- **WHAT YOU ARE ASKED TO DO**
Beginning with the first line below, please restate each line exactly, down to and including the line containing "Target — black sign frame".

##### THE RECORDS #####

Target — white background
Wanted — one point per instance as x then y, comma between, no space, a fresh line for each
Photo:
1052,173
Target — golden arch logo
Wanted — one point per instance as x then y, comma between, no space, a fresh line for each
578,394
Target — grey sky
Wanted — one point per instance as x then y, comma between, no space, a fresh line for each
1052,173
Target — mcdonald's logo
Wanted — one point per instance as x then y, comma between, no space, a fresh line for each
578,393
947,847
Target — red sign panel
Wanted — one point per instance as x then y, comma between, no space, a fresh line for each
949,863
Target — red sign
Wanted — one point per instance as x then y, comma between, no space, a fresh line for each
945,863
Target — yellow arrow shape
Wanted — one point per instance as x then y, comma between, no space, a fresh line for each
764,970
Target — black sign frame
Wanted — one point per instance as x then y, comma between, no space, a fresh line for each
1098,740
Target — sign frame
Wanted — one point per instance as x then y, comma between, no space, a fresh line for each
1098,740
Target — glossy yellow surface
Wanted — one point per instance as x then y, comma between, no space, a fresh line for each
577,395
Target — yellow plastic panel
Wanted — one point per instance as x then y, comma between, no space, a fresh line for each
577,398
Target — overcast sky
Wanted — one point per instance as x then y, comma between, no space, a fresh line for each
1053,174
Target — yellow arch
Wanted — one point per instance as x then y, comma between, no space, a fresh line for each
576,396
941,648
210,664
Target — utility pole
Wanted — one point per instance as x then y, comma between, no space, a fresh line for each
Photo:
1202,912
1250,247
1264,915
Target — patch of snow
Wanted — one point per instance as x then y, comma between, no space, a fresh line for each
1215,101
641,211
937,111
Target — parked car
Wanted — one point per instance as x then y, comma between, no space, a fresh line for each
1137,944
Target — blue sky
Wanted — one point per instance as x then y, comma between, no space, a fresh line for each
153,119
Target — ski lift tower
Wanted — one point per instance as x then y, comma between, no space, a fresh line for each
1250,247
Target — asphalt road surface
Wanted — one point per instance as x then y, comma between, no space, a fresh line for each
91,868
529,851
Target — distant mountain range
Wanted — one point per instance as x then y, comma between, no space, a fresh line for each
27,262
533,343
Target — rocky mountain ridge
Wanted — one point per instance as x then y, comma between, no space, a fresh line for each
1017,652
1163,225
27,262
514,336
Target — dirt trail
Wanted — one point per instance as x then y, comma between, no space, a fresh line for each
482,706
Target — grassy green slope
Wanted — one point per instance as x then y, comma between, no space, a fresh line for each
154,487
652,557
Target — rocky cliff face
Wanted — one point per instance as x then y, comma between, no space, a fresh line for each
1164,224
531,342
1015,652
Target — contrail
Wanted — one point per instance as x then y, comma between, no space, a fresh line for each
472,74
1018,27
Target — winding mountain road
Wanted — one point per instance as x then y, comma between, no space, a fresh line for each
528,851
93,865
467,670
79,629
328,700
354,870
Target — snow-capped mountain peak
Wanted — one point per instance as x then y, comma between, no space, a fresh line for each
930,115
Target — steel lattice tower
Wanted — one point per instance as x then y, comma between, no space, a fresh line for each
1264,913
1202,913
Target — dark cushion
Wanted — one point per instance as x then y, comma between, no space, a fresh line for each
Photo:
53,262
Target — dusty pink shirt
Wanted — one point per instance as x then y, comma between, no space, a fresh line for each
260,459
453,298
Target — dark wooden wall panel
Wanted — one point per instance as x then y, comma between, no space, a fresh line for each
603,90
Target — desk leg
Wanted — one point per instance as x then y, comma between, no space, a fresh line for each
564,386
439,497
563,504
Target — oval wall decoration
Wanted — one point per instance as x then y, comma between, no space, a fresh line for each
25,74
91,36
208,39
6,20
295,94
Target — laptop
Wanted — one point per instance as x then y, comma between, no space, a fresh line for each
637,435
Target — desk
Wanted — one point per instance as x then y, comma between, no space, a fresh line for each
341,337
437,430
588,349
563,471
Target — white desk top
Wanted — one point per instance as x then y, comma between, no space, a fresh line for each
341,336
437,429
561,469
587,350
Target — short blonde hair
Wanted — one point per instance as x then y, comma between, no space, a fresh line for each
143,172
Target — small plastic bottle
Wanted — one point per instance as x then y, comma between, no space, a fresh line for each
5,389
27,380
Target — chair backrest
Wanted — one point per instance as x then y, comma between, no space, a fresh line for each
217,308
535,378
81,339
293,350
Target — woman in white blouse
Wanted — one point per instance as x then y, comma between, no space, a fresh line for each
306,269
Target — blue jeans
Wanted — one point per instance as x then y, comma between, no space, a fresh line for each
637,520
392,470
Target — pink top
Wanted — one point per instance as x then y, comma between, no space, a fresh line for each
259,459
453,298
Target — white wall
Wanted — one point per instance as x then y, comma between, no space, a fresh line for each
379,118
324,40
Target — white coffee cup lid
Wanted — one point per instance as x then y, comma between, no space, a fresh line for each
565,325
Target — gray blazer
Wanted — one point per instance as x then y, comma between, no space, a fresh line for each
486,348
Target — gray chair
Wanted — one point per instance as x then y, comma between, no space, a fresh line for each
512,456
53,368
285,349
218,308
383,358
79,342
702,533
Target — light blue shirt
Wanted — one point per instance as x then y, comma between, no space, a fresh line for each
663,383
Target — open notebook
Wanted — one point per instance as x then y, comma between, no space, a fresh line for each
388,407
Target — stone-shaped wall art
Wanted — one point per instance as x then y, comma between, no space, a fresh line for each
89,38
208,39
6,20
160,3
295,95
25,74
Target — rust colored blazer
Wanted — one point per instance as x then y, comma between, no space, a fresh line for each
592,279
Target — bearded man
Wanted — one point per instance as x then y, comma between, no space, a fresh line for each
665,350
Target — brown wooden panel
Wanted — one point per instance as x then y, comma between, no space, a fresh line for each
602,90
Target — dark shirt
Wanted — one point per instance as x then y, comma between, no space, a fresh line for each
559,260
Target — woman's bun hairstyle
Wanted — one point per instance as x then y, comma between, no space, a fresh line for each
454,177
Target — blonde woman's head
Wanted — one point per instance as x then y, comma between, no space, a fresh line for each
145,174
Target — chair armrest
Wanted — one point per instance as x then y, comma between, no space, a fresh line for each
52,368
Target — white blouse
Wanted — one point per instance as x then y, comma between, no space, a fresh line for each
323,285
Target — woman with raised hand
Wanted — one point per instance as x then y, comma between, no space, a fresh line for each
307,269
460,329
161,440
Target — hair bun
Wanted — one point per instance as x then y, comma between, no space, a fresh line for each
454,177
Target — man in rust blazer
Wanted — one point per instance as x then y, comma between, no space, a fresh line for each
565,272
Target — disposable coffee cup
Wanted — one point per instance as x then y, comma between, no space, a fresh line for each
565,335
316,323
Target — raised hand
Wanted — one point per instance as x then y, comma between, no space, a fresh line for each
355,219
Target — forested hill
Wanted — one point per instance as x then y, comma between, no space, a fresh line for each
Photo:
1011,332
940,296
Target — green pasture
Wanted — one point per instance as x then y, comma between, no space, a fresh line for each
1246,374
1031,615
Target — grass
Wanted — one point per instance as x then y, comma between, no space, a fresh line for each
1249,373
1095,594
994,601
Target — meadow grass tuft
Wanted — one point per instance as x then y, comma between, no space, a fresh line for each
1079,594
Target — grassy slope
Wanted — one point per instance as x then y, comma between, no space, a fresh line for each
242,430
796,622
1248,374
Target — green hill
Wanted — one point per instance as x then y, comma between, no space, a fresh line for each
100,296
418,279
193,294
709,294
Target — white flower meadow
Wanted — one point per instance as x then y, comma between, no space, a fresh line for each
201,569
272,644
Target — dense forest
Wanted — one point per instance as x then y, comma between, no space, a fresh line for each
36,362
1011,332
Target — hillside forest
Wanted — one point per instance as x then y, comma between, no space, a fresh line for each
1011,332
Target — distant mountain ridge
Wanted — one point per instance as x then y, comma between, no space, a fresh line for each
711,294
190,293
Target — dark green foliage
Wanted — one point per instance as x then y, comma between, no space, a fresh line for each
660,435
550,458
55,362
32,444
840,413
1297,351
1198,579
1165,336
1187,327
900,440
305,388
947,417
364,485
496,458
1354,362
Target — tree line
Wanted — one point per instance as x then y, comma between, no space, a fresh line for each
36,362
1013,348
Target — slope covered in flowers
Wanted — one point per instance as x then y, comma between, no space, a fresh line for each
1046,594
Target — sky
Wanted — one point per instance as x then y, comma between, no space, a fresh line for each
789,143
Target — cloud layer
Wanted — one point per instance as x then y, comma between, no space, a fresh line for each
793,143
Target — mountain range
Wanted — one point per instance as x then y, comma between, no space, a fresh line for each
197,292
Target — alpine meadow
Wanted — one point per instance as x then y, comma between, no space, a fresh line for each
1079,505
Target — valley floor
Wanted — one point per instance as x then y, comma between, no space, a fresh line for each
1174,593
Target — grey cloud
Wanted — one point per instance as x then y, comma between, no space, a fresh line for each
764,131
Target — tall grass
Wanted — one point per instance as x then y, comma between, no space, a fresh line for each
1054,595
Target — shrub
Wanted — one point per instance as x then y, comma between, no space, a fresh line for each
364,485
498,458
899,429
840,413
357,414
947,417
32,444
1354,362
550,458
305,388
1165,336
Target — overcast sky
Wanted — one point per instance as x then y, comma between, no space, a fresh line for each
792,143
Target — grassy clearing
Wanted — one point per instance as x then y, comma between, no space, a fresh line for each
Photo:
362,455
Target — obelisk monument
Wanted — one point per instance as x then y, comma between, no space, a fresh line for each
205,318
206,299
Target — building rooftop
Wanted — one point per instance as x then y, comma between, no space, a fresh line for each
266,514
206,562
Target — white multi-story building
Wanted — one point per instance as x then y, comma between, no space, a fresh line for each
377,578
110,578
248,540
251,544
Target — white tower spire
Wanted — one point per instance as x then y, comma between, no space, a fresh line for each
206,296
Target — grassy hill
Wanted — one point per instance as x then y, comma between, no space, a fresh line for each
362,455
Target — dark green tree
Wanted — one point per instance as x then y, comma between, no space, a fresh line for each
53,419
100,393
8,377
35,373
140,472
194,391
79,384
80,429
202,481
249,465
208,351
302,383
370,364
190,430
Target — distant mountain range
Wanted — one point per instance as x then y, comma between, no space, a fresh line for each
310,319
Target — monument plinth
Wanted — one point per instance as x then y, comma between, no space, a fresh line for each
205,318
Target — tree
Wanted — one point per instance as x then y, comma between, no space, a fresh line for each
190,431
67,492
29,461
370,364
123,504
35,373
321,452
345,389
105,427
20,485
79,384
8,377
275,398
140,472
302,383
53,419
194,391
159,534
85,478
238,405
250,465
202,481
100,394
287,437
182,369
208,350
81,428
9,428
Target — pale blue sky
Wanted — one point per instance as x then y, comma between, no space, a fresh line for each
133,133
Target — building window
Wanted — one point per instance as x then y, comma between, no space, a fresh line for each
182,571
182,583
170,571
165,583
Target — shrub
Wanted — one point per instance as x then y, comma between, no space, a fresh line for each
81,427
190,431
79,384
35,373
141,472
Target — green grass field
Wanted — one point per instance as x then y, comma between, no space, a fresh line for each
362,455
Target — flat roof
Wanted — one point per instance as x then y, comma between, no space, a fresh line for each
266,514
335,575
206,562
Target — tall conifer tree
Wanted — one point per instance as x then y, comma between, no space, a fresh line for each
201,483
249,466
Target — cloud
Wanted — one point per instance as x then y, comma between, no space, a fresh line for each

#####

- **EXERCISE RESPONSE**
Target — white background
Wanted — one point per instance as x then y, comma between, no space, a fresh line for each
Photo:
1052,173
Target — golden arch logo
Wanted — one point per instance as x then y, comma between, no space, a fresh line for each
578,394
Target — grey sky
Wanted — one point per instance as x then y, comma between, no space, a fresh line for each
1052,173
Target — mcdonald's logo
Wanted — one point per instance as x then y, comma between, no space, a fresh line for each
578,393
947,847
Target — red sign panel
Wanted — one point per instance as x then y, comma between, no space, a fresh line for each
949,863
Target — red sign
Wanted — one point per instance as x then y, comma between, no space, a fresh line for each
945,863
Target — yellow arrow shape
Wanted — one point per instance as x then y, comma between, no space, a fresh line for each
764,970
Target — black sign frame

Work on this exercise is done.